TASK OBJECTIVE: When you reach the line containing "Target: concrete paver deck" in the entries below, start writing out each line exactly, and stop after the line containing "Target: reflection in pool water".

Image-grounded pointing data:
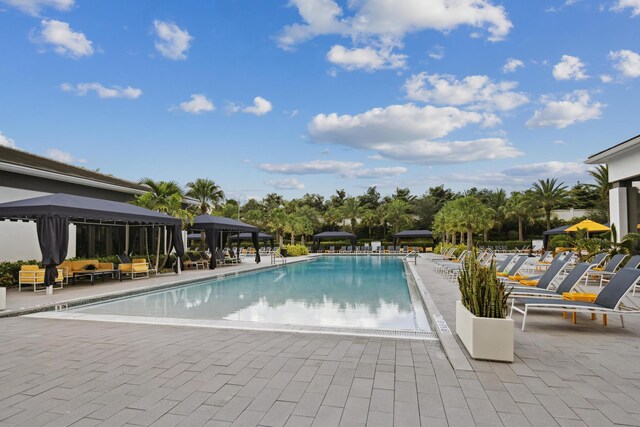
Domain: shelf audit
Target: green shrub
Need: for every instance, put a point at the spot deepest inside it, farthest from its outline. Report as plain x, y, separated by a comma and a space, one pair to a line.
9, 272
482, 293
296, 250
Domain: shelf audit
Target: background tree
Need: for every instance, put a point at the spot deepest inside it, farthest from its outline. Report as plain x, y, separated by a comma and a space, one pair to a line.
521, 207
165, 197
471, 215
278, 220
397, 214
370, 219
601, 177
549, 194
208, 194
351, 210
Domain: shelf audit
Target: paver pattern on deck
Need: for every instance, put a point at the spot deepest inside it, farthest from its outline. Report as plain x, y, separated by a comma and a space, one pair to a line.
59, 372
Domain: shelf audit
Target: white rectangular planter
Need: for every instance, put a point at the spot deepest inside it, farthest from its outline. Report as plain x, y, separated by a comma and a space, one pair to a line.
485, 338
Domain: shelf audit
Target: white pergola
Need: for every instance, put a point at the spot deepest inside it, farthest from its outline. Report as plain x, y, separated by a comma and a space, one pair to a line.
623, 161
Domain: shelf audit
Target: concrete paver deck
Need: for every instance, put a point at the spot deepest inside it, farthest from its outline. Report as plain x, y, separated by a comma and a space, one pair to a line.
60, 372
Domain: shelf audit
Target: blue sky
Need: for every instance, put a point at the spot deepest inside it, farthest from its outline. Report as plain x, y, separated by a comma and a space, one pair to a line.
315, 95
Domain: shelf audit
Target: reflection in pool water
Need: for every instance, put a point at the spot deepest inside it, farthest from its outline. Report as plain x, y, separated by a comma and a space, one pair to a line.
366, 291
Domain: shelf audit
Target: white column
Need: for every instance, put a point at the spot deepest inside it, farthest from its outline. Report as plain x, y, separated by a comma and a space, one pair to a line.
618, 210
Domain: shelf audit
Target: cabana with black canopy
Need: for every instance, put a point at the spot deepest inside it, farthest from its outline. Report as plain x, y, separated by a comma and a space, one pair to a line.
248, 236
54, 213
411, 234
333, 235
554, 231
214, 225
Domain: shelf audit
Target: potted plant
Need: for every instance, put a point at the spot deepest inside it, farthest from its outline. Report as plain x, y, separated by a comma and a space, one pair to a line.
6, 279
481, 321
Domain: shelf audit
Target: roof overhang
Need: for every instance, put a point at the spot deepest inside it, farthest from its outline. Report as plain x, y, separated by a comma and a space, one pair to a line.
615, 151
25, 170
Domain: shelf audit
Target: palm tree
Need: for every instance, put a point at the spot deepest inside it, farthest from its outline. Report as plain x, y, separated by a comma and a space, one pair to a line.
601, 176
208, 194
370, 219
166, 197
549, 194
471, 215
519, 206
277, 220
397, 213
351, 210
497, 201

* * *

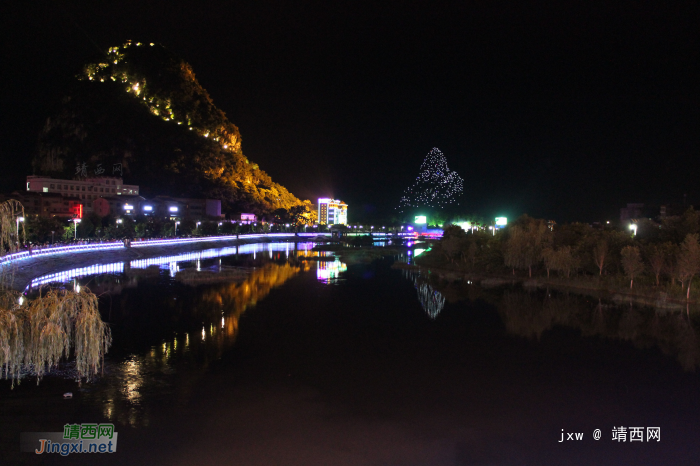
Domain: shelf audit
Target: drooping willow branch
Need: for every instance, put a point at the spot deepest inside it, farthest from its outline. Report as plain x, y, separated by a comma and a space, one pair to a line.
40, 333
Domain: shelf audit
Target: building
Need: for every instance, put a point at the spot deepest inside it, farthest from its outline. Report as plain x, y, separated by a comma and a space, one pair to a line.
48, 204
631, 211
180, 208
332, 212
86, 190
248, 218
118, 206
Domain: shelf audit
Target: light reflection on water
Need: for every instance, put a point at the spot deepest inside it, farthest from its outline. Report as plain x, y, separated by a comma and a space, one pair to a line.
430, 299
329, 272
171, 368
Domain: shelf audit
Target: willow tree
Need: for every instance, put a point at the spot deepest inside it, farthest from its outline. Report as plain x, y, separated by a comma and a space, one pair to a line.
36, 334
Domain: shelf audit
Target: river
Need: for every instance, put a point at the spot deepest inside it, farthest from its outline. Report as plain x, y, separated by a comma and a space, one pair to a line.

SOLUTION:
Target: concrete paver deck
Need: for every instance, put a point at the spot deepest inside it, farthest from its outline. Report as plain x, y, separated by a comma and a space, one pair to a line.
60, 372
Domain: shelf audit
Target: blue sky
Need: for every instance, put a point at the spot deepest inside it, farthest from its outline. Report as plain x, y, separated by a comma and a space, one pair to a line.
315, 95
Domain: shelf audit
Target: reflection in pool water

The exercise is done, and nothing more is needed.